**Exercise brief**
Locate every line in the data below that contains the word "patterned", matching case exactly, and copy each of those lines.

**Dataset records**
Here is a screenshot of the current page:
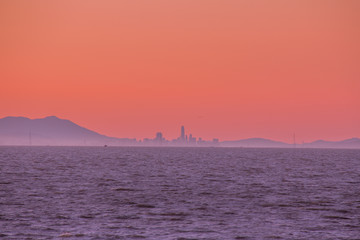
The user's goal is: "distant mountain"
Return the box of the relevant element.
[221,138,293,148]
[0,116,136,146]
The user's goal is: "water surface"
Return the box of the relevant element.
[0,147,360,240]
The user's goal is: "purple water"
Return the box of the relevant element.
[0,147,360,240]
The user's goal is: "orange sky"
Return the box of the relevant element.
[0,0,360,142]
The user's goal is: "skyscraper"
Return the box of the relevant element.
[180,126,185,142]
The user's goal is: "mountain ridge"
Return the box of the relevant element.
[0,116,360,148]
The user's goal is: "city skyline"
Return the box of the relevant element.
[143,125,219,146]
[0,0,360,142]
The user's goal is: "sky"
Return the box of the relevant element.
[0,0,360,142]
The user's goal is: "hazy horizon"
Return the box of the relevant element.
[0,116,359,147]
[0,0,360,142]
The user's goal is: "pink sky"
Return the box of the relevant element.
[0,0,360,142]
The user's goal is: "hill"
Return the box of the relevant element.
[0,116,136,146]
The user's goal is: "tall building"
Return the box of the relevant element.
[180,126,185,142]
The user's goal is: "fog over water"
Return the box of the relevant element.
[0,147,360,240]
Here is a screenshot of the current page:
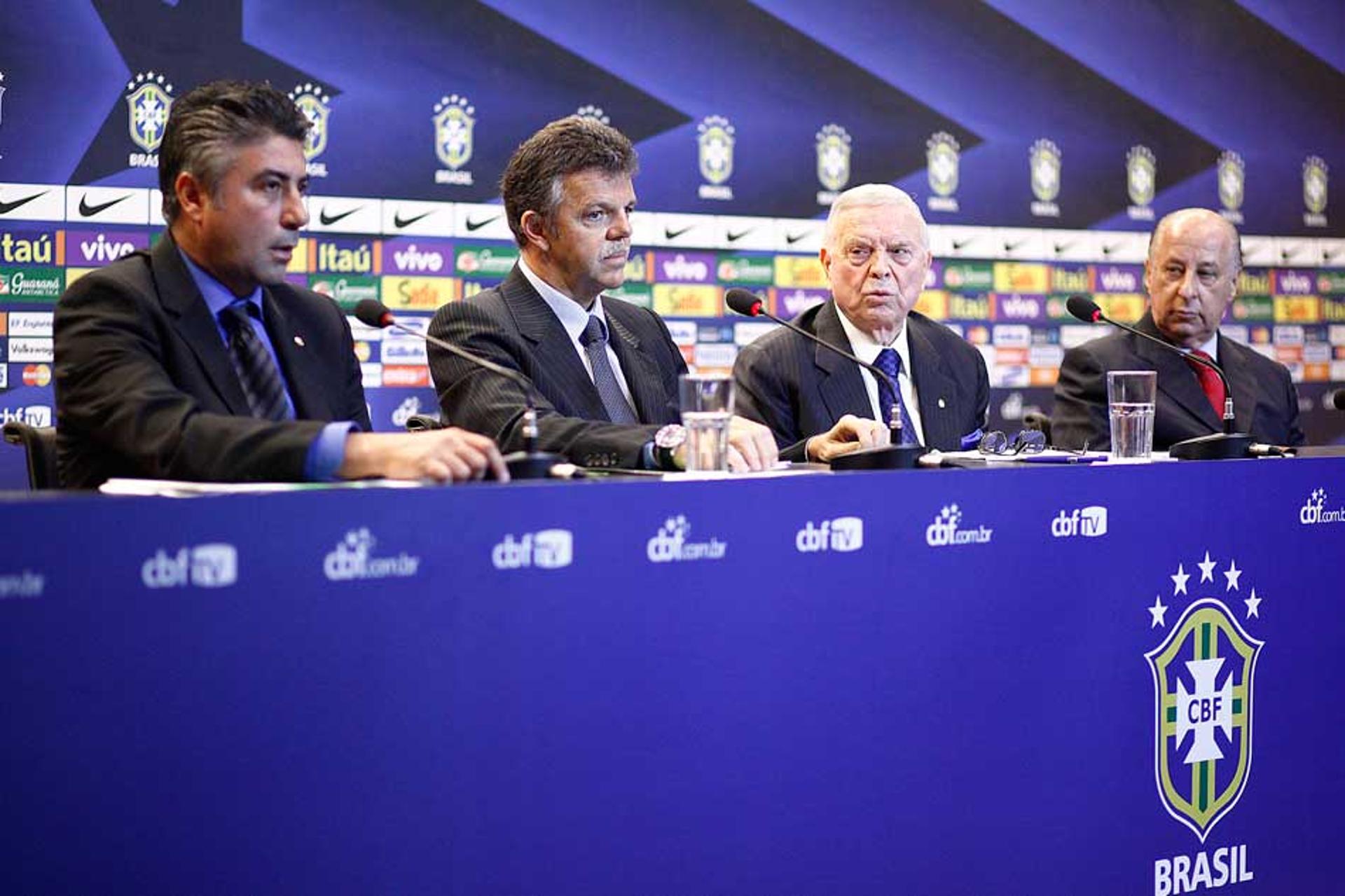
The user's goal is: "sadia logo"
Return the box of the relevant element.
[794,516,864,554]
[1145,550,1264,896]
[925,504,994,548]
[323,528,420,581]
[1051,504,1107,538]
[491,529,574,569]
[644,514,729,564]
[140,544,238,588]
[1298,488,1345,526]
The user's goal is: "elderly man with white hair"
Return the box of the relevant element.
[733,184,990,462]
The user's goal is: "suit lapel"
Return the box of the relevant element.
[813,301,873,421]
[500,266,610,420]
[149,233,251,417]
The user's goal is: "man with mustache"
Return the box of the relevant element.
[429,116,776,469]
[55,81,509,488]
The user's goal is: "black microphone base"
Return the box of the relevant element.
[832,446,930,471]
[1168,432,1253,460]
[504,450,565,479]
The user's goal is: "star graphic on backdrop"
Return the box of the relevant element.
[1170,564,1190,596]
[70,0,340,183]
[1196,550,1215,581]
[1149,595,1168,628]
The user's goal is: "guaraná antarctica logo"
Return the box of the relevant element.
[696,116,734,199]
[126,71,172,168]
[289,82,332,177]
[1126,144,1158,221]
[1028,137,1060,218]
[1303,156,1329,228]
[434,93,476,187]
[925,130,962,212]
[1145,550,1264,845]
[816,124,850,206]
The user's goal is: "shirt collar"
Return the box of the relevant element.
[518,256,607,342]
[177,247,262,320]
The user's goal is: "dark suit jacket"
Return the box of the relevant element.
[733,300,990,460]
[1051,311,1303,450]
[55,227,370,488]
[429,266,686,468]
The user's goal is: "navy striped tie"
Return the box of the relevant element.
[219,301,289,420]
[580,315,640,424]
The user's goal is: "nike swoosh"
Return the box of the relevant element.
[317,206,364,228]
[79,193,130,218]
[467,215,500,233]
[0,190,51,215]
[393,212,434,228]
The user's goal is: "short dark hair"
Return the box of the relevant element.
[500,116,640,246]
[159,81,310,223]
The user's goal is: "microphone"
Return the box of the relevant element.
[724,287,927,469]
[355,298,565,479]
[1065,296,1253,460]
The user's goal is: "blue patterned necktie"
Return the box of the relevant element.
[580,315,640,424]
[873,348,918,446]
[219,301,289,420]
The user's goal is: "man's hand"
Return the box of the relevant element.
[806,414,889,463]
[336,427,509,482]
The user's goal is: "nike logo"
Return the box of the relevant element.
[317,206,364,228]
[0,190,51,215]
[467,215,502,233]
[393,212,434,224]
[79,193,130,218]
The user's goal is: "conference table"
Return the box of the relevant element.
[0,459,1345,895]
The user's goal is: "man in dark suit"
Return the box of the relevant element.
[429,116,776,469]
[1051,209,1303,450]
[55,82,507,488]
[733,184,990,462]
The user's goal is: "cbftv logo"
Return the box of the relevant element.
[794,516,864,554]
[140,544,238,588]
[1051,504,1107,538]
[491,529,574,569]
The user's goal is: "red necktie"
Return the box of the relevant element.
[1186,348,1227,420]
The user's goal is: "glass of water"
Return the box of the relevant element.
[678,374,733,472]
[1107,370,1158,463]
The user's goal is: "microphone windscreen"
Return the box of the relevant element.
[724,287,761,317]
[1065,296,1101,323]
[355,298,393,330]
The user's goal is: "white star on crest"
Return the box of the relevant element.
[1149,595,1168,628]
[1170,564,1190,596]
[1196,550,1215,581]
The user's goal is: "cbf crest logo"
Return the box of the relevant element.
[1126,145,1158,221]
[434,93,476,186]
[126,71,172,168]
[1145,551,1264,842]
[1028,139,1060,218]
[818,124,850,195]
[1303,156,1326,228]
[1218,149,1247,223]
[289,83,332,177]
[697,116,734,199]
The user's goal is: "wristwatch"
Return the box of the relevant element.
[654,424,686,471]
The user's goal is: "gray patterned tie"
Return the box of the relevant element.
[580,315,640,424]
[219,301,289,420]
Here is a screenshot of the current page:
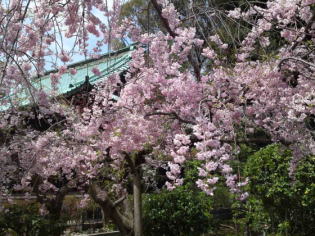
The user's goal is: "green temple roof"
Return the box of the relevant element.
[0,44,135,111]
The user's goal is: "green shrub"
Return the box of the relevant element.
[144,187,211,236]
[0,202,65,236]
[245,144,315,236]
[143,161,212,236]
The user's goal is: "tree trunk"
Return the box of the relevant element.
[133,170,143,236]
[89,184,133,236]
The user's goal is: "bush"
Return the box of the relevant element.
[144,187,211,236]
[143,161,212,236]
[245,144,315,236]
[0,202,65,236]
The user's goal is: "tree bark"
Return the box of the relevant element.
[133,170,143,236]
[89,184,133,236]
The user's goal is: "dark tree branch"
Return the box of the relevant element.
[144,112,196,125]
[151,0,201,81]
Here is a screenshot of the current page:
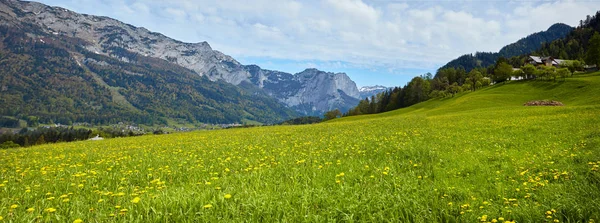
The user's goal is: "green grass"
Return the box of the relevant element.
[0,73,600,222]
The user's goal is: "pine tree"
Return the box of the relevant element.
[585,32,600,67]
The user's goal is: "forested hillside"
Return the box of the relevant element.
[345,11,600,116]
[0,26,295,125]
[535,11,600,60]
[442,23,573,72]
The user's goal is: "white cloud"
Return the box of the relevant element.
[36,0,600,76]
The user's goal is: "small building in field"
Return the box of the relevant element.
[525,56,567,67]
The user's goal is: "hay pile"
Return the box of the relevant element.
[523,100,564,106]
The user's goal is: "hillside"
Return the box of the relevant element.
[0,26,296,125]
[0,0,359,115]
[0,73,600,222]
[440,23,573,72]
[536,11,600,60]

**Correct output**
The user's goal is: "blue patterned necktie"
The user's goal is: "gray patterned tie"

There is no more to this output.